Instructions for the task:
Copy each of the rows below word for word, keeping every line as it is.

Supplied data:
┄┄┄┄┄┄
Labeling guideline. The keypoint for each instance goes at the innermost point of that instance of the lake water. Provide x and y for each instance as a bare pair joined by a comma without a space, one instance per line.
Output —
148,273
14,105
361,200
┄┄┄┄┄┄
Exercise response:
Labeling guideline. The keypoint for each instance goes at the innermost point of that instance of the lake water. Provide x and y for each instance as a bare pair joined by a comma without a space, one instance per line.
Output —
148,273
14,105
361,200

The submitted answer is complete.